Aim
Output the material from the line containing "--find white pickup truck" through its final line, both included, as a JSON list of strings with one string per line and blank lines omitted.

Information shown
-- Start --

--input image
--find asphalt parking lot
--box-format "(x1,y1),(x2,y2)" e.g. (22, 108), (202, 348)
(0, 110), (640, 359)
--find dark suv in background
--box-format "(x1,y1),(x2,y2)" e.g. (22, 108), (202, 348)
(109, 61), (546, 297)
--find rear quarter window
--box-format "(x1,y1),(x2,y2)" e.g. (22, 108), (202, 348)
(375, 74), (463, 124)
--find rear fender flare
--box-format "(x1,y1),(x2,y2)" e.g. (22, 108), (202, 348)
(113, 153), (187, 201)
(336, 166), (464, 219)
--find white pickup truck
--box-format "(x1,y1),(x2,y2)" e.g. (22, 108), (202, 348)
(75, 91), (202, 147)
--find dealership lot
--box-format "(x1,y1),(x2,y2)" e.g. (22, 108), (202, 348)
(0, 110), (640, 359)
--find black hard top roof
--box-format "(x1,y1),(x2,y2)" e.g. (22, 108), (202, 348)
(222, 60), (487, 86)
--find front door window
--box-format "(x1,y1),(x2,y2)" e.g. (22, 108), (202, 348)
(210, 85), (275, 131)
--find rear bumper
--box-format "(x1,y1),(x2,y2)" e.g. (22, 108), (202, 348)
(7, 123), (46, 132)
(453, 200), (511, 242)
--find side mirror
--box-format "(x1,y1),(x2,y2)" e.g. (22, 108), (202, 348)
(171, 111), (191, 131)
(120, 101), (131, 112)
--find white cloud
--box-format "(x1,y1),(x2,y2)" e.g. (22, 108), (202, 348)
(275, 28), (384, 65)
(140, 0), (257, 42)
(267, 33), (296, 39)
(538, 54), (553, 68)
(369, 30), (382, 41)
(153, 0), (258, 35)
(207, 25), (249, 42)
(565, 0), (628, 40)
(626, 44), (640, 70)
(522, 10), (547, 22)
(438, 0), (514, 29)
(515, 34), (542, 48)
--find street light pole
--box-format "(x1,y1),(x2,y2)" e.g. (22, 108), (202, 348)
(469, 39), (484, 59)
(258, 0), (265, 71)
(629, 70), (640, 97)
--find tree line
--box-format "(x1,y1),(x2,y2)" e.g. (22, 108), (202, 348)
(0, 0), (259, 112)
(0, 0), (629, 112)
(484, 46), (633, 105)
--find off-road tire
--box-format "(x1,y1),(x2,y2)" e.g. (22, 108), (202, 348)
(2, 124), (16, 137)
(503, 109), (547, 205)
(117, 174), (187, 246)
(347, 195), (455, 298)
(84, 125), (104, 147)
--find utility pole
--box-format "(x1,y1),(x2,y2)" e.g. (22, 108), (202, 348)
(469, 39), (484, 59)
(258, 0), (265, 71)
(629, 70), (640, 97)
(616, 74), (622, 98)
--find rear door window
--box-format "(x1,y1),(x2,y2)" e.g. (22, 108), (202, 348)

-- End --

Final answer
[
  "--find white pickup truck",
  "--box-format \"(x1,y1),(x2,y2)\" e.g. (22, 108), (202, 348)",
  "(75, 91), (202, 147)",
  "--find dealership lot",
  "--box-format \"(x1,y1),(x2,y2)\" e.g. (22, 108), (202, 348)",
  "(0, 110), (640, 359)",
  "--find black hard top roof",
  "--box-format \"(x1,y1),(x2,y2)\" e.g. (22, 108), (202, 348)",
  "(222, 60), (487, 86)",
  "--find front door window",
  "--box-format \"(x1,y1),(x2,y2)\" e.g. (22, 108), (202, 348)",
  "(210, 85), (275, 131)",
  "--find rear bumper",
  "--box-format \"(x1,y1),(x2,y2)\" e.g. (22, 108), (202, 348)",
  "(7, 123), (46, 132)",
  "(453, 200), (511, 242)",
  "--find side mirror",
  "--box-format \"(x1,y1),(x2,y2)\" e.g. (22, 108), (202, 348)",
  "(171, 111), (191, 131)",
  "(120, 101), (131, 112)",
  "--find white cloud",
  "--box-format \"(x1,y1),(x2,y2)\" e.g. (22, 108), (202, 348)",
  "(275, 28), (384, 65)",
  "(140, 0), (257, 42)",
  "(267, 33), (296, 39)",
  "(538, 54), (553, 68)",
  "(369, 30), (382, 41)",
  "(153, 0), (258, 35)",
  "(207, 25), (249, 42)",
  "(565, 0), (628, 40)",
  "(626, 44), (640, 70)",
  "(522, 10), (547, 22)",
  "(438, 0), (514, 29)",
  "(515, 34), (542, 48)",
  "--find street light pole",
  "--box-format \"(x1,y1),(x2,y2)\" e.g. (22, 108), (202, 348)",
  "(469, 39), (484, 59)",
  "(258, 0), (265, 71)",
  "(629, 70), (640, 97)",
  "--find tree line",
  "--box-format \"(x1,y1),(x2,y2)\" e.g. (22, 108), (202, 348)",
  "(0, 0), (259, 112)",
  "(0, 0), (629, 112)",
  "(484, 46), (633, 105)",
  "--find off-road tire",
  "--box-format \"(x1,y1),(x2,y2)\" e.g. (22, 108), (202, 348)",
  "(2, 124), (16, 137)",
  "(503, 109), (547, 205)",
  "(117, 174), (187, 246)",
  "(347, 195), (455, 298)",
  "(84, 125), (104, 147)",
  "--find utility pole",
  "--box-format \"(x1,y1),(x2,y2)\" e.g. (22, 108), (202, 348)",
  "(469, 39), (484, 59)",
  "(258, 0), (265, 71)",
  "(629, 70), (640, 97)",
  "(616, 74), (622, 98)",
  "--find rear door window",
  "--box-format \"(x1,y1),(x2,y2)\" e.g. (22, 108), (202, 348)"
]